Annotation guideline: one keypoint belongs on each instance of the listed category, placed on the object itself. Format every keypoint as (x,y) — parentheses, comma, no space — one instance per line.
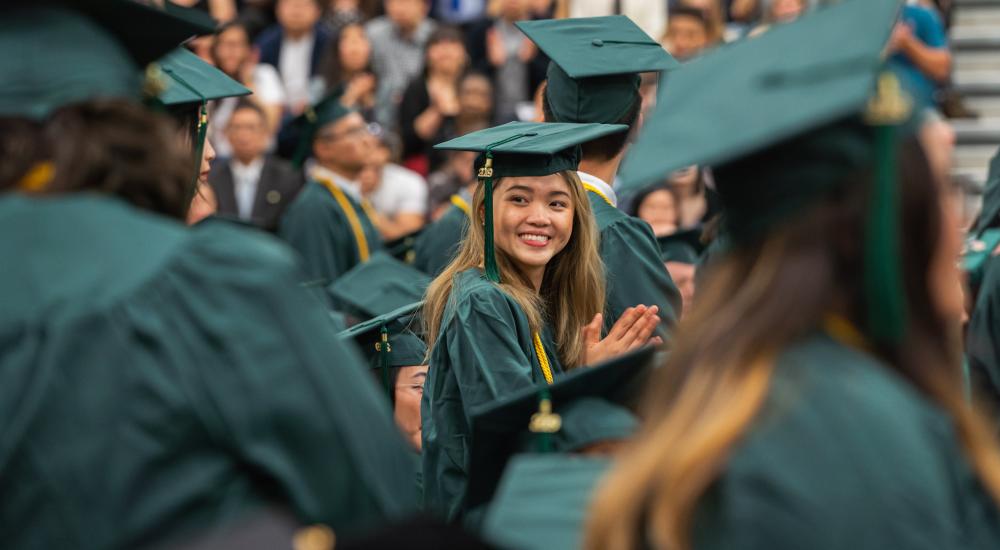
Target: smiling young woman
(521,301)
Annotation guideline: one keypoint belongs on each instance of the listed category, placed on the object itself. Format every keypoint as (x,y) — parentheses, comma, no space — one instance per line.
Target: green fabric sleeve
————————
◆ TASK INSTRUCTIONS
Collect each line in the items above that contains the word "Target", copying it in full. Case matters for the match.

◆ SOLUTION
Target: smiling young woman
Target: green fabric sleeve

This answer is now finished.